> Data extracted from a collection
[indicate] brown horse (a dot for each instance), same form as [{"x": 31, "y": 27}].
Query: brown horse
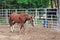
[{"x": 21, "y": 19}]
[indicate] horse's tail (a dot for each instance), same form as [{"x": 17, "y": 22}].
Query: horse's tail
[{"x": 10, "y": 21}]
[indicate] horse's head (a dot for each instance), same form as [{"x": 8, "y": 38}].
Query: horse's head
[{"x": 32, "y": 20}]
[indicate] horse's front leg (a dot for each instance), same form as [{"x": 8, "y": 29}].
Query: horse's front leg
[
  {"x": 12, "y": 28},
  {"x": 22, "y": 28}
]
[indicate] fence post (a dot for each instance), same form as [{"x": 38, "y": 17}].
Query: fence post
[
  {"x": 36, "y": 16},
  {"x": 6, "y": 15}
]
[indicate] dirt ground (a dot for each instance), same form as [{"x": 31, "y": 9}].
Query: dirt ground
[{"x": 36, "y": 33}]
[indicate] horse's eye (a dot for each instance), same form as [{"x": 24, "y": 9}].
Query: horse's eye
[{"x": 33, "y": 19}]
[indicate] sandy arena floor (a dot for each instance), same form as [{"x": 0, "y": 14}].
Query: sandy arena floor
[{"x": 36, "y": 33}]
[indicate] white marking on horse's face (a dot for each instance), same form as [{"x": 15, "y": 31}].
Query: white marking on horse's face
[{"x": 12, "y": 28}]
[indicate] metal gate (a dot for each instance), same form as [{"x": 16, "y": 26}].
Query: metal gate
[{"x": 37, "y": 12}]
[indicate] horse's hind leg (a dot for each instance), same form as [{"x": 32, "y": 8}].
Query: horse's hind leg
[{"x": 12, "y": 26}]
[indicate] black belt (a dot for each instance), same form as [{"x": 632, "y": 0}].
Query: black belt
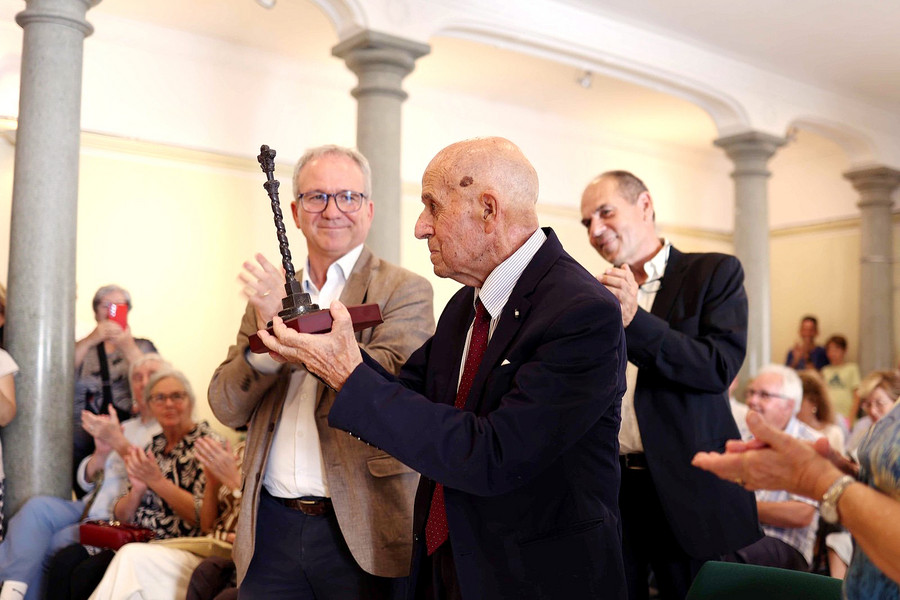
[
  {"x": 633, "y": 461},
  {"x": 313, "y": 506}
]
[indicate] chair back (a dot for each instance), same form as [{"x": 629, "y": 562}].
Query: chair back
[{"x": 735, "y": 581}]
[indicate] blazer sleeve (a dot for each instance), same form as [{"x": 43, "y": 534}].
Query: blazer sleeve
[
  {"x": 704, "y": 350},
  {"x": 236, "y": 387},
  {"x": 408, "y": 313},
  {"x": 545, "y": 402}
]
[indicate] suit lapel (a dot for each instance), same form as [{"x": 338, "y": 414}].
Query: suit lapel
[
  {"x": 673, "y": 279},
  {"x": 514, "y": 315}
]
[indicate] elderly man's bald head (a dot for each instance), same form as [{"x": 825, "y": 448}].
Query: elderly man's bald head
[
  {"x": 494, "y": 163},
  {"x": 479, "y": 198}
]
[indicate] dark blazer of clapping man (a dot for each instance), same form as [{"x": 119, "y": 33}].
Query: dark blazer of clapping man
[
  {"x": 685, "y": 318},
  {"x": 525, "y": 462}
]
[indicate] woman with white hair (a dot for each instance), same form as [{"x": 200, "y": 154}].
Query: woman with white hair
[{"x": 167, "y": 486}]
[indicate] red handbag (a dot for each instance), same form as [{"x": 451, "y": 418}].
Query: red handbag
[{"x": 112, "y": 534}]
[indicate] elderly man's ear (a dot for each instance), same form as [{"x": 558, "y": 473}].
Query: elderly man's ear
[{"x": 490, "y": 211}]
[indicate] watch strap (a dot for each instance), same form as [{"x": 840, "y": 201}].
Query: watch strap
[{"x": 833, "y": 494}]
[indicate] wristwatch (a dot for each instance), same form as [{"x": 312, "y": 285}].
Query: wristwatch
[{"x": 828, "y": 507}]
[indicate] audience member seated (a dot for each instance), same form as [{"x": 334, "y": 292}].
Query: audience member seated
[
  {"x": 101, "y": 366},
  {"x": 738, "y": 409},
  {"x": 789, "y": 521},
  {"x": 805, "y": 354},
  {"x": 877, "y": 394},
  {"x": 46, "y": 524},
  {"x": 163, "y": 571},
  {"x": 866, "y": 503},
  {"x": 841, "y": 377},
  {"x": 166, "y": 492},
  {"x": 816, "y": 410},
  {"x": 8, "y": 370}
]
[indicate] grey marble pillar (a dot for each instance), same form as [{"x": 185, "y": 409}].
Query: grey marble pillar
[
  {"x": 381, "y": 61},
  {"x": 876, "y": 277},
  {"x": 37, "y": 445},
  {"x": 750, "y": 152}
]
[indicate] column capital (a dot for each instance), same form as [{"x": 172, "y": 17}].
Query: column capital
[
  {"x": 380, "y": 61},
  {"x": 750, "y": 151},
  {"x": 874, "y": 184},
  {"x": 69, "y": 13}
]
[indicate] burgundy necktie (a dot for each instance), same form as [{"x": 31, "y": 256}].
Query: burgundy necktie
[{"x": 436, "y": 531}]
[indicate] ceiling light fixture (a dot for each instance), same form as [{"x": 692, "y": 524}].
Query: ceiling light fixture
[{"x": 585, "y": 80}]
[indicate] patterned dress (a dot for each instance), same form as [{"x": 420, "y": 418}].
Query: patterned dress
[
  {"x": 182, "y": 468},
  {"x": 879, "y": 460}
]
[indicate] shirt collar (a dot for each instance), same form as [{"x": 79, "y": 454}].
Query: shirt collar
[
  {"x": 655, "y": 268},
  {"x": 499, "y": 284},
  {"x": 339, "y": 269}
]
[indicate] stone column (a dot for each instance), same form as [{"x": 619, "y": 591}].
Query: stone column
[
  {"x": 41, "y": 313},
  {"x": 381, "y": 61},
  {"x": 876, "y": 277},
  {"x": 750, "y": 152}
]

> WHAT IS BEING ASKED
Starting with the line that contains "[indicate] grey marble", write out each line through the end of the listing, exactly as it appears, and include nothing else.

> RESULT
[indicate] grey marble pillar (a dot for each instance), same form as [{"x": 185, "y": 409}].
Query: grey marble pillar
[
  {"x": 381, "y": 61},
  {"x": 876, "y": 277},
  {"x": 37, "y": 445},
  {"x": 750, "y": 152}
]
[indicate] column capital (a dot for each instance), same form as [{"x": 172, "y": 17}].
Query: column capital
[
  {"x": 380, "y": 61},
  {"x": 750, "y": 151},
  {"x": 874, "y": 184},
  {"x": 69, "y": 13}
]
[indicate] burgundy necktie (a dot for each instance), same form as [{"x": 31, "y": 256}].
Query: burgundy necktie
[{"x": 436, "y": 531}]
[indicate] ceiling light fixture (a dot for each instance), same form as [{"x": 692, "y": 524}].
Query: ceiling light fixture
[{"x": 585, "y": 80}]
[indicate] patterned dress (a dot for each instance), same form as [{"x": 420, "y": 418}].
Query: patterned dress
[
  {"x": 182, "y": 468},
  {"x": 879, "y": 460}
]
[indicate] shirt collar (a dot for each instance), same form as [{"x": 79, "y": 454}].
Query: shirt collar
[
  {"x": 655, "y": 268},
  {"x": 499, "y": 284},
  {"x": 339, "y": 269}
]
[indicate] stone column (a dot for each instance), same form as [{"x": 619, "y": 591}].
Query: stone column
[
  {"x": 41, "y": 313},
  {"x": 381, "y": 61},
  {"x": 876, "y": 277},
  {"x": 750, "y": 152}
]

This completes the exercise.